= Beginning of Section =

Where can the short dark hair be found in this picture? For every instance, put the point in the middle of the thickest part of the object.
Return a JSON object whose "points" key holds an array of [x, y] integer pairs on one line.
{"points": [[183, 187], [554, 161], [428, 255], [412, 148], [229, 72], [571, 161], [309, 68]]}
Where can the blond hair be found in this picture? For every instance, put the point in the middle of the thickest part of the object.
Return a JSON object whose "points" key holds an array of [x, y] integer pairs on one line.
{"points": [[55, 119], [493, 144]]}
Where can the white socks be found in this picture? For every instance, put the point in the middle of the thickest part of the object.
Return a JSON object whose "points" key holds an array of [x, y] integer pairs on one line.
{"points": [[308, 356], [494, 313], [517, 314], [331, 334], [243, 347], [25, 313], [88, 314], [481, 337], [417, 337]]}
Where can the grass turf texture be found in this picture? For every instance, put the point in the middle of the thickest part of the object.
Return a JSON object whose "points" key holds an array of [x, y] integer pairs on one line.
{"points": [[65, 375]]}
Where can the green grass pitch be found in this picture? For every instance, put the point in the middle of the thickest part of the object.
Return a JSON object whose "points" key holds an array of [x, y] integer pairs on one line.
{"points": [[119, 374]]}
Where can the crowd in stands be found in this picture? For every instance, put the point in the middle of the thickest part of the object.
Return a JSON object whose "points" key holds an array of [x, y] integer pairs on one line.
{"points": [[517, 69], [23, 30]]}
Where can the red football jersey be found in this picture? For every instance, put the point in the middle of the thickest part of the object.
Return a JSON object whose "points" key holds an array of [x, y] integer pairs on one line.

= End of Section =

# AIM OF THE TASK
Write out the data above again, word for word.

# YOUR RESPONSE
Where can the short dark hair be found in this picture? For every instance, put the point in the middle of the thickest part of the object.
Return a JSON object whose "points" key holds an array of [x, y] integer pairs on one line.
{"points": [[183, 187], [554, 161], [428, 255], [412, 148], [229, 72], [571, 161], [309, 68]]}
Where can the blond hair be found in this picture? For every instance, put the point in the middle of the thickest part of the object.
Return a JSON object whose "points" key holds an array of [x, y] integer pairs on one line.
{"points": [[55, 119], [493, 144]]}
Where can the white socks be found in this picture? For every instance, put the point in the middle of the thickest part of the object.
Return a JSON object whose "points" key holds an array of [x, y] integer pairs on one line.
{"points": [[308, 356], [494, 313], [517, 314], [331, 334], [243, 347], [25, 313], [88, 314], [481, 337], [417, 337]]}
Where can the grass turf texture be found in this picture? For every instance, put the point in the middle of the thickest part of the object.
Return a JSON object whose "points" key holds an array of [x, y] integer pairs on one line.
{"points": [[65, 375]]}
Where can the green grass pitch be found in this picture? For every instance, put the point in the middle of the thickest part of the object.
Return a JSON object whose "points" key holds an array of [x, y] integer pairs on one line.
{"points": [[119, 374]]}
Where can the crowd in stands be found in this picture? For every instance, put the point in the middle of the thickest part of the object.
Return a JSON object whose "points" key holds an array of [x, y] integer pairs on one line.
{"points": [[517, 69], [23, 30]]}
Where can the red football jersey be found in this picture? For every instance, put the point in the middle of the thickest part of the object.
Return a JSON object whose "points" key holds an array of [x, y] integer pairs on one line.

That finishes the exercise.